/---

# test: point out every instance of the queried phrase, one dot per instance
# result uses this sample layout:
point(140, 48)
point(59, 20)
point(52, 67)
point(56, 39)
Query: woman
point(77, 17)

\---

* [WHAT THE EXERCISE ASKS]: Write out every line of the records above again, keeping each one the same, character for character.

* [RIGHT ANSWER]:
# test: point out every instance of the queried phrase, one dot per instance
# result uses this sample layout:
point(140, 48)
point(59, 20)
point(52, 67)
point(56, 39)
Query: woman
point(77, 17)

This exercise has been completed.